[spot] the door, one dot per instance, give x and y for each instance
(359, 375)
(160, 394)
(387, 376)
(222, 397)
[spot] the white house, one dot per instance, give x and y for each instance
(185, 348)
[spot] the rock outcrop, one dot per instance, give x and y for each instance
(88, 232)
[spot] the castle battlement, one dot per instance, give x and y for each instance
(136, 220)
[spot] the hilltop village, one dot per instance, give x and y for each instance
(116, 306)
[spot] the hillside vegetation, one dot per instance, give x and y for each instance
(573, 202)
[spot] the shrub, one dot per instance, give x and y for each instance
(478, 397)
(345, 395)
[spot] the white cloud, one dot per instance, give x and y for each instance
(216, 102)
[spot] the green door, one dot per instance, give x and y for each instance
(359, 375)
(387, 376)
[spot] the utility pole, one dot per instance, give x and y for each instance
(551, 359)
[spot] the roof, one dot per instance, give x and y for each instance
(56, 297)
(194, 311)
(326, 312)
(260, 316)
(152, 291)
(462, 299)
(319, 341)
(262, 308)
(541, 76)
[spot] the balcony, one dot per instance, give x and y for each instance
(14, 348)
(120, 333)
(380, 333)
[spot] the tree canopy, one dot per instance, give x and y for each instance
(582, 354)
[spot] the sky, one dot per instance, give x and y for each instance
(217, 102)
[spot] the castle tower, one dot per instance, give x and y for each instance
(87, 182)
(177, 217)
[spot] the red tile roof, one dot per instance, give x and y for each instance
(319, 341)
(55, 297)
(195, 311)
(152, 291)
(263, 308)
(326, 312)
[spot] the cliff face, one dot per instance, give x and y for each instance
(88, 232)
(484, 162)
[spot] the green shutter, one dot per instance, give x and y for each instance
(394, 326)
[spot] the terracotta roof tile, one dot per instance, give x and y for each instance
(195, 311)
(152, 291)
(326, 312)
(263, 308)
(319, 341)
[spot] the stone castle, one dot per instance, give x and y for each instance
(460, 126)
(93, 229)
※ ※ ※
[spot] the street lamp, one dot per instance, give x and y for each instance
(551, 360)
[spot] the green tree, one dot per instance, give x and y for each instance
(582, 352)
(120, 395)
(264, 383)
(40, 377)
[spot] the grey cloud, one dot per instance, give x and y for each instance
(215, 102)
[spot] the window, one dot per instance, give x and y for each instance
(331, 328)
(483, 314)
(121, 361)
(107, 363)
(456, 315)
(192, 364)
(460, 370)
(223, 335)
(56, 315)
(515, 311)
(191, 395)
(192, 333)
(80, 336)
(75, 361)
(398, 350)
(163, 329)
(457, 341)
※ ※ ※
Which lines of the listing above contain the string "castle"? Filter the listing down to those lines, and count a line only if the capitalization matches.

[spot] the castle battlement, one dot per instance, give x and y for each instance
[spot] the castle tower, one dot per instance, give x and y for each instance
[spot] the stone castle, one dot per instance, give x and y for each instance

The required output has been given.